§ WHAT YOU NEED TO DO:
1 > Summarize the provenance note on the Zeev Scheck Collection in two sentences.
2 > Copy the provenance note on the Zeev Scheck Collection word for word, starting at "After the establishment" and ending at "its first director.".

§ EXTRACT PROVIDED:
===============

O.64.2/SCH - The Zeev Scheck Collection
O.64.2/SCH - The Zeev Scheck Collection
 
 Provenance of the Collection:
 
 Born in Olomouc (Czechoslovakia) in 1920, Zeev (Wilhelm) Sheck was active in the Maccabi Hatzair youth movement, and worked as a Hebrew teacher in Prague. On 19 November 1943, he was deported to the Theresienstadt Ghetto, and from there to concentration camps. He was liberated in the spring of 1945 and he returned to Prague.
 
 Zeev Sheck founded and directed Dokumentační Akcee (The Prague Documentation Project). The Project documented the fate of the Jews of Bohemia and Moravia during the Holocaust, and [concentrated] mainly [on] the history of the Theresienstadt Ghetto. Sheck made aliya to Eretz Israel, bringing with him most of the documentation regarding the ghetto which he had gathered until his aliya in 1947.
 
 After the establishment of the State of Israel, Sheck served as a Secretary in the Israeli Embassy in Prague, 1950-1953, and in 1956 in London. In 1960 he served as the head of the Foreign Ministry Western Europe Department. In 1967 Sheck served as the Israeli Ambassador in Vienna.
 
 He established the Beit Theresienstadt Museum in 1975, and was its first director.

===============

§ DATASET EXCERPT:
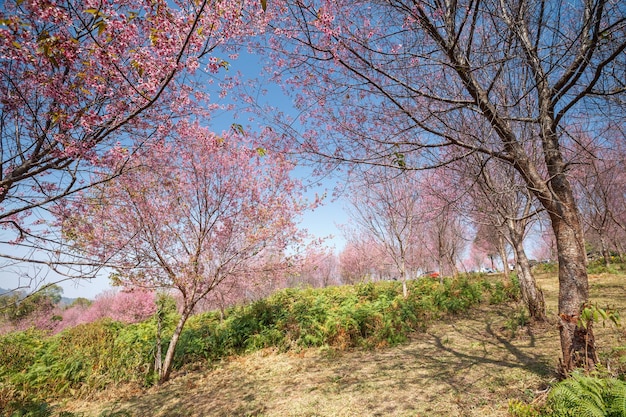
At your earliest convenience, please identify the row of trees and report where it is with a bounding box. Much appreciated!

===============

§ RESULTS OF THE EXERCISE:
1 > Zeev Sheck, born in Olomouc in 1920 and a Hebrew teacher in Prague, was deported to the Theresienstadt Ghetto in 1943 and then to concentration camps. After his liberation in 1945 he founded the Prague Documentation Project, brought most of its ghetto documentation with him on his aliya in 1947, later held posts for Israel in Prague, London and Vienna, and in 1975 established the Beit Theresienstadt Museum as its first director.

2 >
After the establishment of the State of Israel, Sheck served as a Secretary in the Israeli Embassy in Prague, 1950-1953, and in 1956 in London. In 1960 he served as the head of the Foreign Ministry Western Europe Department. In 1967 Sheck served as the Israeli Ambassador in Vienna.
 
 He established the Beit Theresienstadt Museum in 1975, and was its first director.